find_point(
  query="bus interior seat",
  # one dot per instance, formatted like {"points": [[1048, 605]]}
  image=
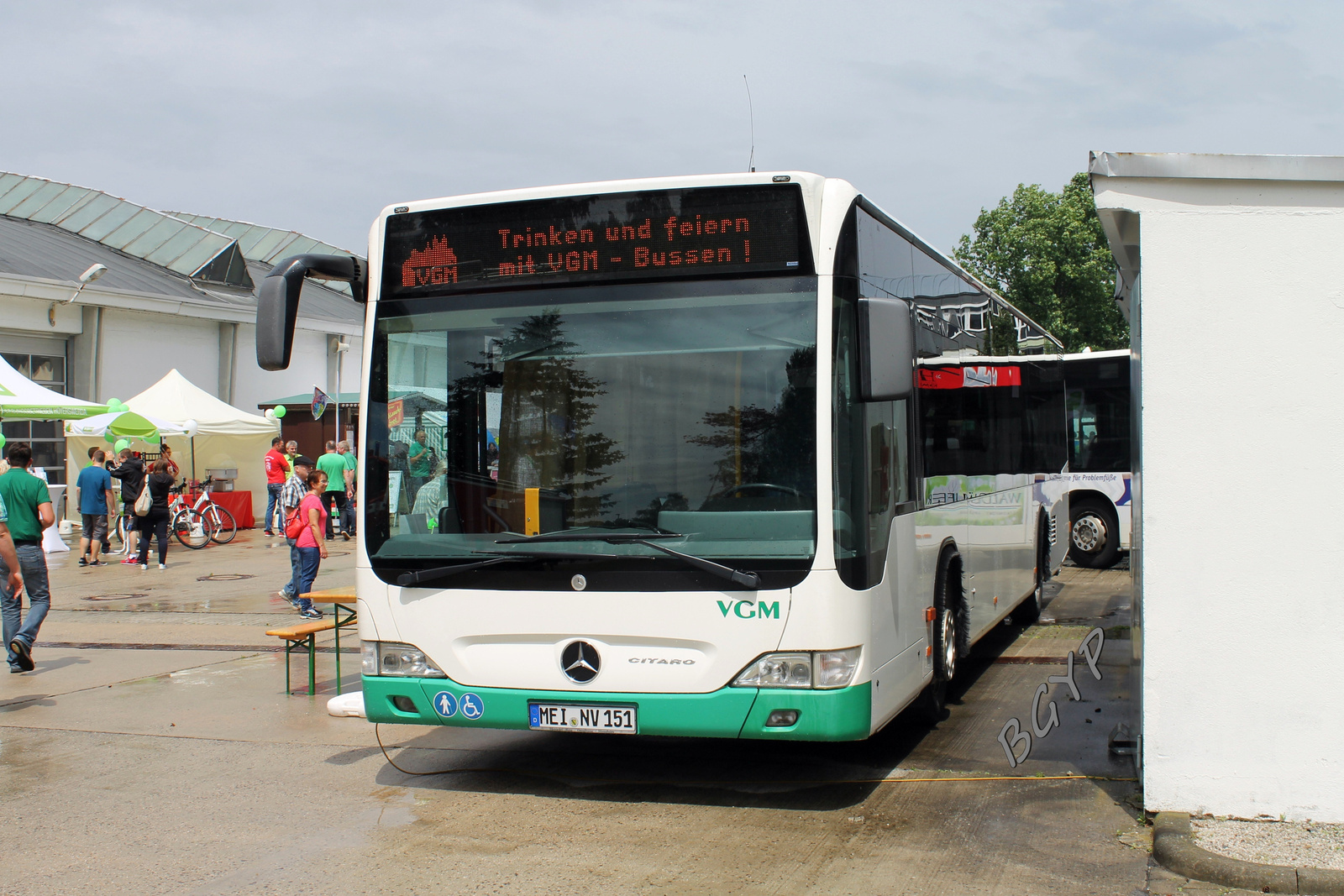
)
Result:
{"points": [[449, 523]]}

·····

▶ [The task] Set down word for word each line from the one containing "# one dot per" through the end of the material, and keep the pictures out of it.

▶ [Response to the task]
  # one dot per instance, formatted like {"points": [[1048, 605]]}
  image=
)
Result:
{"points": [[449, 523]]}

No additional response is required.